取り組む課題: 衆院予算委員会の質疑を伝える本文のうち、「泉議員はまず、COVID-1」から「に反する」と強く訴えました。」まで(両端を含む)を一字も変えずに返してください。
=== 提示された本文 ===
衆院予算委員会は5日、2021年度予算案の基本的質疑をおこない、泉健太政調会長が質疑に立ちました。泉議員は、緊急事態宣言を東京の新規感染者500人で解除した場合に、ワクチンをうち始めても、もう1度宣言を発令する程度に感染者が増加する可能性があることをグラフで説明。緊急事態宣言解除のタイミングについて「どこで解除するかばかりに焦点を当てて、その先を見ないようにしていませんか」と政府の考えをただし、立憲民主党の「zeroコロナ」戦略を示しました。

 泉議員はまず、COVID-19(新型コロナウイルス感染症)感染者との接触確認アプリCOCOAのアンドロイド版が4カ月以上機能していないことがわかったことについて、「デジタル感度の高い政権として、誰も処分しないで治めるのか」と田村厚生労働大臣の処分を菅総理に求めました。菅総理は、「再びこうしたことが起こらないように調査するのが私の役割」と処分する考えを示しませんでした。泉議員は「処分してもらいたいとかではなく、デジタル政策を進めるにあたり、こういうことでしっかりとけじめをつけなければ今後のデジタル政策も立ちいきませんよと言いたい」と指摘しました。

 続いて、政府が2日、年収1200万円超の人がいる家庭への児童手当特例給付を廃止する法案提出を決定したことを取り上げました。少子化対策が必要な時代に「ありえない」と語気を強める泉議員は、「少子化社会対策大綱には児童手当について多子世帯や子どもの年齢に応じた給付の拡充が必要と書いている」と説明し、今回の削減が何なのか追及し撤回を求めました。菅総理は「保育の受け皿整備の中で年収1200万円を超える皆さんに特別給付削減に協力してほしい」と答弁。泉議員は、「自民党と公明党の決定はおかしい。子育て世帯に対してマイナスのイメージを与えるのは国益に反する」と強く訴えました。
=== 提示データ ===
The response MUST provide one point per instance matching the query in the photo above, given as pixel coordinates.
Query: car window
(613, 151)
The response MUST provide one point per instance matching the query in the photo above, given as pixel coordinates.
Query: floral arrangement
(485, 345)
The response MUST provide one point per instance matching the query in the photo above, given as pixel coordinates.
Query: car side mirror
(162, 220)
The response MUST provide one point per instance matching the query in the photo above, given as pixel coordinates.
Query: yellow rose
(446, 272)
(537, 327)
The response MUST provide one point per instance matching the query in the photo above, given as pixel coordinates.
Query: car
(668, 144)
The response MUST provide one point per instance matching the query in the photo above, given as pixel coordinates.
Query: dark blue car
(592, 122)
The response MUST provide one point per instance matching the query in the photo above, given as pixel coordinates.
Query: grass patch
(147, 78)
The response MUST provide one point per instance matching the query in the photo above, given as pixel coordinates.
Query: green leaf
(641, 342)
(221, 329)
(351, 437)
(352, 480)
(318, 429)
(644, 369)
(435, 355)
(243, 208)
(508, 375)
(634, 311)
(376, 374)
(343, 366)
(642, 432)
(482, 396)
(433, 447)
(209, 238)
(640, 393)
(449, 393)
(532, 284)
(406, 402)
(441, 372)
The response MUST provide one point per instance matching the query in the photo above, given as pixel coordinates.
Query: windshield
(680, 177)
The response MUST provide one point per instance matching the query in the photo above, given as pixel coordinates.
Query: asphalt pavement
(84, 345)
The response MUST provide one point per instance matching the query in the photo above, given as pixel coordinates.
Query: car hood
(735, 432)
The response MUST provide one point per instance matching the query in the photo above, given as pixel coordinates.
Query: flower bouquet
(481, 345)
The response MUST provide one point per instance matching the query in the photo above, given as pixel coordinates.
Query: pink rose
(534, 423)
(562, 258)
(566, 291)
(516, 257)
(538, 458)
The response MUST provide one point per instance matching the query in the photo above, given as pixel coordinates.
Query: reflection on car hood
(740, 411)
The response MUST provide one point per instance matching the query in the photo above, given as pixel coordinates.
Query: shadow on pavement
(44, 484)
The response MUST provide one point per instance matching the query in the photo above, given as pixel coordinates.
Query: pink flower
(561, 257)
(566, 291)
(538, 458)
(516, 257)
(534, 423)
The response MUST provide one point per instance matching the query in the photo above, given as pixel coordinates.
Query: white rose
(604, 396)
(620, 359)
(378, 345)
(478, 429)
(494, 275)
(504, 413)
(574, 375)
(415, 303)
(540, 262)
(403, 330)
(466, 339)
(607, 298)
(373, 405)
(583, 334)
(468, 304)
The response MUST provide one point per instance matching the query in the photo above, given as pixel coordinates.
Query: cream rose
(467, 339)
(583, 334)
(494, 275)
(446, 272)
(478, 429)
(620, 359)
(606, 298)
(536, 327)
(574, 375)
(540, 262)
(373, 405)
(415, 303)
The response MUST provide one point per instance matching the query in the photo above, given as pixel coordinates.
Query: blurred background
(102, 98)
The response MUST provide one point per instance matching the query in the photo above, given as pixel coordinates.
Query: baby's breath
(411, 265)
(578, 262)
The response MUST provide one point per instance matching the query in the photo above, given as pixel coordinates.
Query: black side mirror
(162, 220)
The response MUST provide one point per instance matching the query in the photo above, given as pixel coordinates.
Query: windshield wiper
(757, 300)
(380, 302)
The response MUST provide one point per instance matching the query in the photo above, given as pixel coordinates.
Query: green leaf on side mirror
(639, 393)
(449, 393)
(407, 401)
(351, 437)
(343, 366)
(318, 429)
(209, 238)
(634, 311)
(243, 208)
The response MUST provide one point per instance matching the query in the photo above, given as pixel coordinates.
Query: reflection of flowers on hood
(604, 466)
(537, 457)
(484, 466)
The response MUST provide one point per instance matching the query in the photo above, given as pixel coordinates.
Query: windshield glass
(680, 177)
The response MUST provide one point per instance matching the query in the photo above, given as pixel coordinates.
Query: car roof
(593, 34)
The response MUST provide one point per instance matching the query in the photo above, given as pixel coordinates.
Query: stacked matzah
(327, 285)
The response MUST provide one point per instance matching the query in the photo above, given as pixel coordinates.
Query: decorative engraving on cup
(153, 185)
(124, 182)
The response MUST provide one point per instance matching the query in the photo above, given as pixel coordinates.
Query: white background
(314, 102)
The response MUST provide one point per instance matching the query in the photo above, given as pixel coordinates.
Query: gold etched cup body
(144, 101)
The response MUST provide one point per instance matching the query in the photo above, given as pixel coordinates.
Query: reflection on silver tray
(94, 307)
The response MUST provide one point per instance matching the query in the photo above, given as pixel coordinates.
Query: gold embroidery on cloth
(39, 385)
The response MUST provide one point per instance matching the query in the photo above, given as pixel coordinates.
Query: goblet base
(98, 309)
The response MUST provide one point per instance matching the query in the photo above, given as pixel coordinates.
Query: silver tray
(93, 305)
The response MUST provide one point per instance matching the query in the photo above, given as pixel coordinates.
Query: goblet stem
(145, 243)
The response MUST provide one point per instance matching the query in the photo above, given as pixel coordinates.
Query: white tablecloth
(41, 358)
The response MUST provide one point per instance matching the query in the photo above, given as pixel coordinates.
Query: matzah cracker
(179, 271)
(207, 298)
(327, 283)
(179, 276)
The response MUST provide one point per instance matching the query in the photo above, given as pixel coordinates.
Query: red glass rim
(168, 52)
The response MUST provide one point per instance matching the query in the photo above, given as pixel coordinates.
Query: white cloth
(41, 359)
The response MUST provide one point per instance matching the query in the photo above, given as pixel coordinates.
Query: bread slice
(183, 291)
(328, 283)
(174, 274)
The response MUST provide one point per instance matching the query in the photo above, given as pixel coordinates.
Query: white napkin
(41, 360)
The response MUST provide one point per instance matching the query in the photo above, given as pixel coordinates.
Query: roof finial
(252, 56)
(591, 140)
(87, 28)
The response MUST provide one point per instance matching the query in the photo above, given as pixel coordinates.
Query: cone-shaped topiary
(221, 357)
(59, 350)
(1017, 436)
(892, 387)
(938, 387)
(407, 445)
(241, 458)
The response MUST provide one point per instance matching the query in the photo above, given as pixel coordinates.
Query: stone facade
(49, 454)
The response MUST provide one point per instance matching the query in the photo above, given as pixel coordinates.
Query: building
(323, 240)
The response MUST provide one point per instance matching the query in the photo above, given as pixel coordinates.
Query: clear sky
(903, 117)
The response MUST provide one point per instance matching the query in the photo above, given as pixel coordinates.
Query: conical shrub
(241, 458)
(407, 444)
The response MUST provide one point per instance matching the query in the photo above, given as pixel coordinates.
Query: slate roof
===
課題の解答:
泉議員はまず、COVID-19(新型コロナウイルス感染症)感染者との接触確認アプリCOCOAのアンドロイド版が4カ月以上機能していないことがわかったことについて、「デジタル感度の高い政権として、誰も処分しないで治めるのか」と田村厚生労働大臣の処分を菅総理に求めました。菅総理は、「再びこうしたことが起こらないように調査するのが私の役割」と処分する考えを示しませんでした。泉議員は「処分してもらいたいとかではなく、デジタル政策を進めるにあたり、こういうことでしっかりとけじめをつけなければ今後のデジタル政策も立ちいきませんよと言いたい」と指摘しました。

 続いて、政府が2日、年収1200万円超の人がいる家庭への児童手当特例給付を廃止する法案提出を決定したことを取り上げました。少子化対策が必要な時代に「ありえない」と語気を強める泉議員は、「少子化社会対策大綱には児童手当について多子世帯や子どもの年齢に応じた給付の拡充が必要と書いている」と説明し、今回の削減が何なのか追及し撤回を求めました。菅総理は「保育の受け皿整備の中で年収1200万円を超える皆さんに特別給付削減に協力してほしい」と答弁。泉議員は、「自民党と公明党の決定はおかしい。子育て世帯に対してマイナスのイメージを与えるのは国益に反する」と強く訴えました。